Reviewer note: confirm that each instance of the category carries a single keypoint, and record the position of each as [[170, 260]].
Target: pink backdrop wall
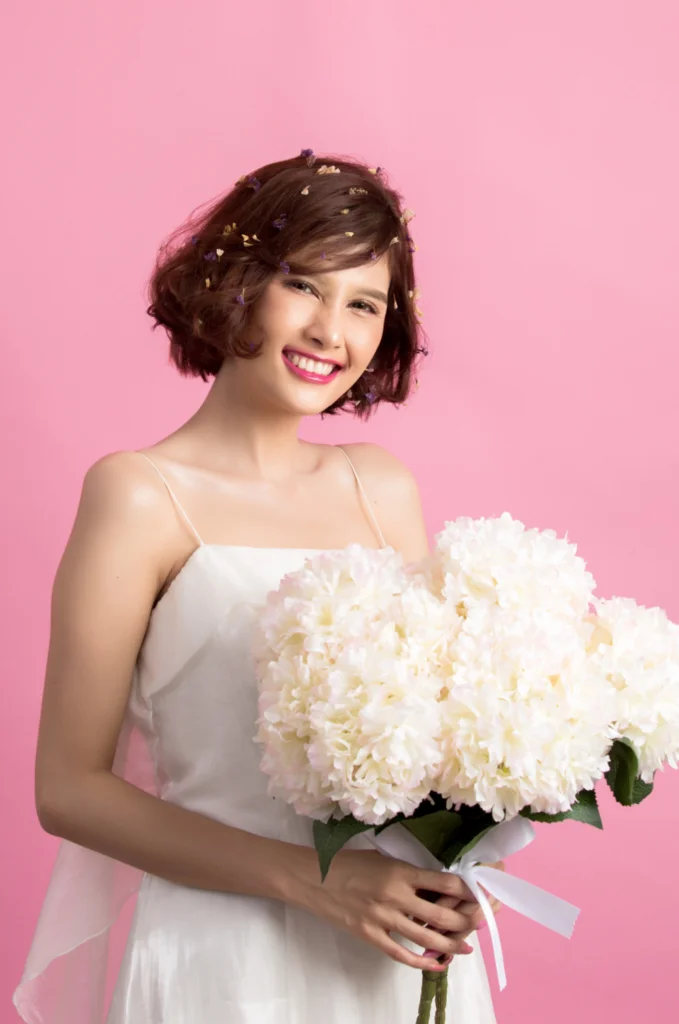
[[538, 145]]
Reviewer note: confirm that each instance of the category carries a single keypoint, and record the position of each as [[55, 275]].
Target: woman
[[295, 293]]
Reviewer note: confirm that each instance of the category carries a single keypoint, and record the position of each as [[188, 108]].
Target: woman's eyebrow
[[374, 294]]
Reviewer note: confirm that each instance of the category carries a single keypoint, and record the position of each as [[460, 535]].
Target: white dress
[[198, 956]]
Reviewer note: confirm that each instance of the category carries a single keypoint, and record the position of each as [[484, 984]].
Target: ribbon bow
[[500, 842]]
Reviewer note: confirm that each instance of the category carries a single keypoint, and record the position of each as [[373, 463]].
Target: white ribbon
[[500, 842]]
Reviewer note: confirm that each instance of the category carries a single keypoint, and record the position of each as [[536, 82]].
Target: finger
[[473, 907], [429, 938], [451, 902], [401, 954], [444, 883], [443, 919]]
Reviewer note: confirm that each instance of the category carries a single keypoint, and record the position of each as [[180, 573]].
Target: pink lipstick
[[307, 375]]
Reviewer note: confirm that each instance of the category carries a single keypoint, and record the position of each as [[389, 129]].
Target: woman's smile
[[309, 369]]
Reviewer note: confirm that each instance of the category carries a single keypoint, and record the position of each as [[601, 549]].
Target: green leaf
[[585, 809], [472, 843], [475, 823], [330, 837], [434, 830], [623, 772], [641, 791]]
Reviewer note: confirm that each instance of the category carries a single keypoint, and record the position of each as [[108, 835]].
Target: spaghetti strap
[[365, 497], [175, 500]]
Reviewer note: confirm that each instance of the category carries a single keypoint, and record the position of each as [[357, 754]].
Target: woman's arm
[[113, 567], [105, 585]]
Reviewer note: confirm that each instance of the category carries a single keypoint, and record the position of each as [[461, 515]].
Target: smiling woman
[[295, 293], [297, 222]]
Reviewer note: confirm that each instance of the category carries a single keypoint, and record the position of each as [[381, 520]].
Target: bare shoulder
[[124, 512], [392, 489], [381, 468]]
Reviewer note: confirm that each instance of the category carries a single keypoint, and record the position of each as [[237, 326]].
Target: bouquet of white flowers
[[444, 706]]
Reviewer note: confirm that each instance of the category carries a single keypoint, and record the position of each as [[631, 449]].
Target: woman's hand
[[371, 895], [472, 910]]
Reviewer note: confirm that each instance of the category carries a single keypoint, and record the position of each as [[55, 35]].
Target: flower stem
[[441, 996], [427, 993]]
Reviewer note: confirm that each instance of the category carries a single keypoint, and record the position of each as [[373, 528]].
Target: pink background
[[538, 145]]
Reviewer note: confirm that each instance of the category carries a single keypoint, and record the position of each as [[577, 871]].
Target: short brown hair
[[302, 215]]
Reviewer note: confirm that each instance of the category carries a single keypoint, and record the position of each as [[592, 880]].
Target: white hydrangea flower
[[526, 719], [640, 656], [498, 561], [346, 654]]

• • • • •

## Problem
Set down every record exactly, without the pictures.

## Answer box
Reviewer note: confirm that each instance of the category carries a single keypoint, and record the position of each as [[170, 260]].
Target: pink backdrop wall
[[538, 145]]
Reviewer note: confirm that each instance of the category carries a single keypoint, and record the position of each as [[55, 275]].
Target: woman
[[295, 293]]
Reviewer note: confirm that each instance of the category carries a single keypoint, and record the position of each as [[188, 108]].
Target: woman's eyebrow
[[374, 294]]
Reviewer note: confirm that each instance of the category carries a single keypoint, and record the position of each as [[460, 535]].
Target: white dress
[[198, 956]]
Reviewer note: confirm that each instance of the category carries a single keypoint, and record the position of each as [[484, 984]].
Target: ribbon bow
[[500, 842]]
Reviewer note: confirm that each instance of the category carries a single keypoint, and record the position of each as [[373, 463]].
Target: white ribbon
[[500, 842]]
Reviewer note: confirm that each instance of the category carries a single keypoint, and record the position of each as [[536, 82]].
Target: finger
[[473, 907], [429, 938], [451, 902], [401, 954], [444, 883], [443, 919]]
Reviewer note: confirm that each instance of the category carries a single keypoint, and record the position of each as [[180, 573]].
Target: pink lipstick
[[307, 375]]
Reviewer note: confirm that each instance of the category carries a single keypoint, and record the position of each as [[389, 129]].
Target: woman's smile
[[309, 369]]
Reviewer note: confirm that each instance of the category carries a single keypoint, and record the position of each as [[601, 549]].
Target: green leaf
[[585, 809], [472, 843], [475, 823], [330, 837], [434, 830], [623, 772], [641, 791]]
Reviewer note: confirm that each instance of the category carries a single keypoint, and record the position of each as [[108, 835]].
Target: spaghetti strap
[[365, 497], [175, 500]]
Reviewer note: confirm that each instance of the category carries a single keypoint, and record the position of each as [[357, 754]].
Target: woman's arm
[[113, 567], [105, 585]]
Reviewer note: confirm that each instance of the category carries a single keypoint, and record the position of each as [[461, 515]].
Target: smiling woman
[[295, 293], [297, 222]]
Reviewer note: confirm that each instance of the category carries a single keypoint, and record the position of each as [[381, 520]].
Target: bare shoulder
[[124, 512], [392, 489], [381, 468]]
Reviewer note: confirm that each instance of the category carries a single keypoint, and record the position of each as [[237, 326]].
Target: bouquet of white flowers
[[444, 706]]
Reviewer note: confirm that each instance of the category carries a single keypoint, and record the position of each as [[631, 449]].
Target: woman's hand
[[371, 895], [472, 910]]
Reviewer note: confirm that each instance of the category carries a single keypoint, and record the position of each as [[55, 35]].
Target: flower stem
[[441, 996], [427, 993]]
Reviewer note: confirm that each instance of the category carries a single keypoint, and record the position of each as [[373, 528]].
Target: pink background
[[538, 145]]
Reviewer note: confirm that each instance of the category carries a single keypoint, and record the position of each as [[577, 871]].
Target: short brown hair
[[302, 215]]
Reviewer note: confirm that each instance of the category carries a single keypoint, and record the position of each as [[592, 880]].
Target: white hydrangea flower
[[526, 719], [640, 656], [498, 561], [346, 654]]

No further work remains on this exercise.